▶ [Stated problem A]
According to the Simhash documentation, which hash function does the class use by default to hash document features?
▶ [Stated problem B]
Continue the Simhash documentation after its last line, keeping the same layout and style.

NlpTools API
Class

NlpTools\Similarity\Simhash

class Simhash implements SimilarityInterface, DistanceInterface

Simhash is an implementation of the locality sensitive hash function families proposed by Moses Charikar using the Earth Mover's Distance http://www.cs.princeton.edu/courses/archive/spring04/cos598B/bib/CharikarEstim.pdf

A better description of the implementation can be found at
http://infolab.stanford.edu/~manku/papers/07www-duplicates.pdf

The current implementation uses md5 by default to hash the documents
features. Weighted features are not supported (unless duplicating a
feature is considered adding weight to it).

Methods

__construct(integer $len, callable $hash = 'self::md5')

string simhash(array $set)

Compute the locality sensitive hash for this set.

int dist(array $A, array $B)

float similarity(array $A, array $B)

Details

at line 39
public __construct(integer $len, callable $hash = 'self::md5')

Parameters

integer $len The length of the simhash in bits
callable $hash The hash function to compute the hashes of the features

at line 62
public string simhash(array $set)

Compute the locality sensitive hash for this set.

▶ [Records shown]
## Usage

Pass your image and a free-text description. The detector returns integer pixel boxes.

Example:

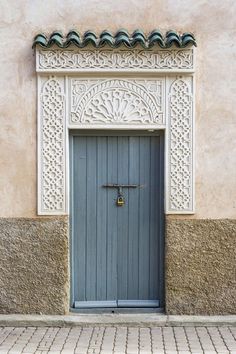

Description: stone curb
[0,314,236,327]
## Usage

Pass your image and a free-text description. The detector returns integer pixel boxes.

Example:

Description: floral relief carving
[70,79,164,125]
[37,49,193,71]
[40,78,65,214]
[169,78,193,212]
---
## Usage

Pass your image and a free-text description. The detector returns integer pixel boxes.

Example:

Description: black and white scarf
--
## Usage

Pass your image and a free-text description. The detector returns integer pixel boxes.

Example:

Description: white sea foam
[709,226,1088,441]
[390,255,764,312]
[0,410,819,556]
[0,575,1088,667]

▶ [Answer A]
md5

▶ [Answer B]
Maintain a vector ($boxes) of length $this->length initialized to
0. Each member of the set is hashed to a {$this->length} bit vector.
For each of these bits we either increment or decrement the
corresponding $boxes dimension depending on the bit being either
1 or 0. Finally the signs of each dimension of the boxes vector
is the locality sensitive hash.

We have departed from the original implementation at the
following points:
1. Each feature has a weight of 1, but feature duplication is
allowed.

Parameters

array $set

Return Value

string The bits of the hash as a string

at line 93
public int dist(array $A, array $B)

Parameters

array $A
array $B

Return Value

int [0,$this->length]

at line 114
public float similarity(array $A, array $B)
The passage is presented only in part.